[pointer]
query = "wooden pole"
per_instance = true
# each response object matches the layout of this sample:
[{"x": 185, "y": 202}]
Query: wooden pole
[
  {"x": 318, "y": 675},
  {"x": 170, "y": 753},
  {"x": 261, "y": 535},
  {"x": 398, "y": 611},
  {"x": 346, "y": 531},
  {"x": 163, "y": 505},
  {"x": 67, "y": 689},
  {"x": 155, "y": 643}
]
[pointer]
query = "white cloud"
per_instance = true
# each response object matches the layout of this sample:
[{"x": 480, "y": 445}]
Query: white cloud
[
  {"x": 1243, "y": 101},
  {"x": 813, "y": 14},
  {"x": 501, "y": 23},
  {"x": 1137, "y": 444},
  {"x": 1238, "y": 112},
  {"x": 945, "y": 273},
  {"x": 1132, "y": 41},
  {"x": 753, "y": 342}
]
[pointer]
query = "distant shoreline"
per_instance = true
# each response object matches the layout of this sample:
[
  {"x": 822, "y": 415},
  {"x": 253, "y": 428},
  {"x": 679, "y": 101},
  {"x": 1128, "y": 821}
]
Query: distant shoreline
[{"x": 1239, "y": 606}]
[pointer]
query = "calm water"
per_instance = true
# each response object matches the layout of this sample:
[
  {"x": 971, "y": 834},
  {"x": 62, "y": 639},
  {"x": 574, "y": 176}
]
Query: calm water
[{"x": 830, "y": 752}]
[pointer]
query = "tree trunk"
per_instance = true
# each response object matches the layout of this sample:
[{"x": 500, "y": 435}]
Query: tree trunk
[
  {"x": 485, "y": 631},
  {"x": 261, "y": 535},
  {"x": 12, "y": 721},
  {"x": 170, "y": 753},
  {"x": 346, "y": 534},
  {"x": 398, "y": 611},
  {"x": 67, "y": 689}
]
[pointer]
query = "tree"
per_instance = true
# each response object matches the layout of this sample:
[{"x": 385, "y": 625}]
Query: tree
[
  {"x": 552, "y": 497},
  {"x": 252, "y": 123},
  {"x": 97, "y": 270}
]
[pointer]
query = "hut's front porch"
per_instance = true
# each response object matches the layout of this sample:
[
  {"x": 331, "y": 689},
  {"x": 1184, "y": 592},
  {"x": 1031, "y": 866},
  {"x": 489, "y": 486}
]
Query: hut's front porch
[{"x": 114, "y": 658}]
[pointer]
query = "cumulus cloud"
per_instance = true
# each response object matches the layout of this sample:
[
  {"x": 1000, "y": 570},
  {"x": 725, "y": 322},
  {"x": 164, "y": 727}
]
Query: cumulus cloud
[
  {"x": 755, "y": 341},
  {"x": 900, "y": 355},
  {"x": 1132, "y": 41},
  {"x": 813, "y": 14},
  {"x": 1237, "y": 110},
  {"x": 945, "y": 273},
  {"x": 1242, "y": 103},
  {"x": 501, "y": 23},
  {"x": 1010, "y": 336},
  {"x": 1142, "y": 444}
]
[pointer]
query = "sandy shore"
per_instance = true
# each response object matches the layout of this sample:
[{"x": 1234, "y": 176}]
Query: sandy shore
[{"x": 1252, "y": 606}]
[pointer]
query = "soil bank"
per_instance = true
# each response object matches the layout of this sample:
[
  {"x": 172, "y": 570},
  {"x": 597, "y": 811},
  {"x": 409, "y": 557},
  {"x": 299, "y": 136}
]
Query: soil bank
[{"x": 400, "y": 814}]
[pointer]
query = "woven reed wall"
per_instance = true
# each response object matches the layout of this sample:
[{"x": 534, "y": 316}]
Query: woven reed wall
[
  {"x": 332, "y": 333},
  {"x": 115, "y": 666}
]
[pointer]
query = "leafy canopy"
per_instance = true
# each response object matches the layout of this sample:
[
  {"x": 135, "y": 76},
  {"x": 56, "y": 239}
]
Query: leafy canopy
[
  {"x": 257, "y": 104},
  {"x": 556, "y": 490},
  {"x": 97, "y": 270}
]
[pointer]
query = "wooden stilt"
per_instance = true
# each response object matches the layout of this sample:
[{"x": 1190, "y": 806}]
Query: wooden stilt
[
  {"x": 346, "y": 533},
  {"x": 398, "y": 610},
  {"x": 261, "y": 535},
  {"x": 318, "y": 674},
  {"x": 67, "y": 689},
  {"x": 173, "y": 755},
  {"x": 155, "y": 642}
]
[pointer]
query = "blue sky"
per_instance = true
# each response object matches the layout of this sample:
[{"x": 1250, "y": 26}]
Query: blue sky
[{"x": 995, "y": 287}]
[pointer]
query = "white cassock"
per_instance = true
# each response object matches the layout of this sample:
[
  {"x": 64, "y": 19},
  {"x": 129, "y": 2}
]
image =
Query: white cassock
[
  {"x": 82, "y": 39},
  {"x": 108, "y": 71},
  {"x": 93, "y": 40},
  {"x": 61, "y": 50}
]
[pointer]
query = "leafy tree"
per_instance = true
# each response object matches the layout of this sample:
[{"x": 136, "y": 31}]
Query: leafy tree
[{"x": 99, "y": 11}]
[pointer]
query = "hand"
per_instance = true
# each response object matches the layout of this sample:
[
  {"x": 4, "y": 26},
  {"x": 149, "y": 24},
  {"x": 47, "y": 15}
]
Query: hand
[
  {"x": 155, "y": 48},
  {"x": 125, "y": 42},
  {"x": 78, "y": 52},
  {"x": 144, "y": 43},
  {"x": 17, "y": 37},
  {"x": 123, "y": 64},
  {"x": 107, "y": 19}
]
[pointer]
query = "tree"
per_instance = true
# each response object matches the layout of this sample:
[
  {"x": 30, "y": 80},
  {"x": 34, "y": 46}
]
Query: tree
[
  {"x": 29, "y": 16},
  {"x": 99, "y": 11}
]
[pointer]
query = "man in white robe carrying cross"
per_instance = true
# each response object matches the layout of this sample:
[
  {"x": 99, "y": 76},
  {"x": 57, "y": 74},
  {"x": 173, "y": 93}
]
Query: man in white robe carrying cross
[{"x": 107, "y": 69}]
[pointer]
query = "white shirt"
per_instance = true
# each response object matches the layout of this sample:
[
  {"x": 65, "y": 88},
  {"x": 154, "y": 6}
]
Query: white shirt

> [TASK TO CARRY OUT]:
Above are the records; retype every one exactly.

> [RESULT OF THIS EXERCISE]:
[pointer]
query = "wooden pole"
per_instance = true
# each response object matches the layout of this sample:
[{"x": 185, "y": 202}]
Query: wooden pole
[
  {"x": 318, "y": 675},
  {"x": 170, "y": 753},
  {"x": 261, "y": 535},
  {"x": 398, "y": 611},
  {"x": 346, "y": 531},
  {"x": 163, "y": 505},
  {"x": 67, "y": 689},
  {"x": 155, "y": 643}
]
[pointer]
query = "white cloud"
per_instance = true
# each response object matches the layout of this sample:
[{"x": 480, "y": 445}]
Query: white cloud
[
  {"x": 1243, "y": 101},
  {"x": 813, "y": 14},
  {"x": 501, "y": 23},
  {"x": 1137, "y": 444},
  {"x": 1238, "y": 112},
  {"x": 945, "y": 273},
  {"x": 1132, "y": 41},
  {"x": 753, "y": 342}
]
[pointer]
query = "distant shoreline"
per_instance = true
# each response object matches the layout of this sample:
[
  {"x": 822, "y": 415},
  {"x": 253, "y": 428},
  {"x": 679, "y": 101},
  {"x": 1128, "y": 821}
]
Query: distant shoreline
[{"x": 1239, "y": 606}]
[pointer]
query = "calm water"
per_instance = true
# each response object matches the layout of this sample:
[
  {"x": 971, "y": 834},
  {"x": 62, "y": 639},
  {"x": 574, "y": 176}
]
Query: calm water
[{"x": 830, "y": 752}]
[pointer]
query = "tree trunk"
per_instance = true
# each response object matches the layout of this sample:
[{"x": 500, "y": 435}]
Query: tree trunk
[
  {"x": 485, "y": 631},
  {"x": 261, "y": 535},
  {"x": 12, "y": 721},
  {"x": 170, "y": 753},
  {"x": 346, "y": 534},
  {"x": 398, "y": 611},
  {"x": 67, "y": 689}
]
[pointer]
query = "tree"
per_instance = true
# each response object matches the layout of this sample:
[{"x": 385, "y": 625}]
Query: tree
[
  {"x": 552, "y": 497},
  {"x": 252, "y": 123},
  {"x": 97, "y": 270}
]
[pointer]
query = "hut's front porch"
per_instance = true
# each response object matches the layout of this sample:
[
  {"x": 331, "y": 689},
  {"x": 1184, "y": 592},
  {"x": 1031, "y": 866},
  {"x": 489, "y": 486}
]
Query: hut's front porch
[{"x": 114, "y": 658}]
[pointer]
query = "cumulus cloud"
per_instance = true
# each response object matches the layout of this sample:
[
  {"x": 1000, "y": 570},
  {"x": 725, "y": 322},
  {"x": 164, "y": 727}
]
Query: cumulus cloud
[
  {"x": 755, "y": 341},
  {"x": 900, "y": 355},
  {"x": 1132, "y": 41},
  {"x": 813, "y": 14},
  {"x": 1237, "y": 110},
  {"x": 945, "y": 273},
  {"x": 1242, "y": 103},
  {"x": 501, "y": 23},
  {"x": 1010, "y": 336},
  {"x": 1142, "y": 444}
]
[pointer]
query = "sandy shore"
per_instance = true
# each response object matches the layout of this sample:
[{"x": 1234, "y": 176}]
Query: sandy shore
[{"x": 1252, "y": 606}]
[pointer]
query = "soil bank"
per_instance = true
# each response object matches the layout of this sample:
[
  {"x": 172, "y": 570},
  {"x": 597, "y": 811},
  {"x": 409, "y": 557},
  {"x": 299, "y": 136}
]
Query: soil bank
[{"x": 400, "y": 814}]
[pointer]
query = "woven reed wall"
per_instance = true
# each response object matches the layout of this sample:
[{"x": 534, "y": 316}]
Query: woven reed wall
[
  {"x": 332, "y": 333},
  {"x": 115, "y": 666}
]
[pointer]
query = "leafy canopy"
per_instance = true
# each response object matches the layout of this sample:
[
  {"x": 135, "y": 76},
  {"x": 56, "y": 239}
]
Query: leafy canopy
[
  {"x": 257, "y": 104},
  {"x": 556, "y": 490},
  {"x": 97, "y": 270}
]
[pointer]
query = "wooden stilt"
per_instance = true
# each response object matches the layout of this sample:
[{"x": 1190, "y": 806}]
Query: wooden stilt
[
  {"x": 346, "y": 533},
  {"x": 398, "y": 610},
  {"x": 261, "y": 535},
  {"x": 318, "y": 674},
  {"x": 67, "y": 689},
  {"x": 173, "y": 755},
  {"x": 155, "y": 642}
]
[pointer]
query = "blue sky"
per_instance = true
# each response object matches the layout of this sample:
[{"x": 1250, "y": 26}]
Query: blue sky
[{"x": 995, "y": 287}]
[pointer]
query = "white cassock"
per_instance = true
# each response object matches the layout of this sample:
[
  {"x": 64, "y": 19},
  {"x": 129, "y": 2}
]
image =
Query: white cassock
[
  {"x": 82, "y": 39},
  {"x": 108, "y": 71},
  {"x": 93, "y": 40},
  {"x": 61, "y": 50}
]
[pointer]
query = "leafy tree"
per_instance = true
# each response object matches the layout of this sample:
[{"x": 136, "y": 31}]
Query: leafy tree
[{"x": 99, "y": 11}]
[pointer]
query = "hand"
per_instance = true
# each response object matches the layout of this sample:
[
  {"x": 4, "y": 26},
  {"x": 149, "y": 24},
  {"x": 47, "y": 15}
]
Query: hand
[
  {"x": 155, "y": 48},
  {"x": 125, "y": 42},
  {"x": 78, "y": 52},
  {"x": 144, "y": 43},
  {"x": 17, "y": 37},
  {"x": 123, "y": 64},
  {"x": 107, "y": 19}
]
[pointer]
query = "tree"
per_instance = true
# each response object matches the layout of this sample:
[
  {"x": 30, "y": 80},
  {"x": 34, "y": 46}
]
Query: tree
[
  {"x": 29, "y": 16},
  {"x": 99, "y": 11}
]
[pointer]
query = "man in white robe carrying cross"
per_instance = true
# each response object matches the layout of this sample:
[
  {"x": 99, "y": 76},
  {"x": 57, "y": 74},
  {"x": 173, "y": 93}
]
Query: man in white robe carrying cross
[{"x": 107, "y": 69}]
[pointer]
query = "white shirt"
per_instance = true
# each response object matches the layout of this sample:
[
  {"x": 65, "y": 88},
  {"x": 154, "y": 6}
]
Query: white shirt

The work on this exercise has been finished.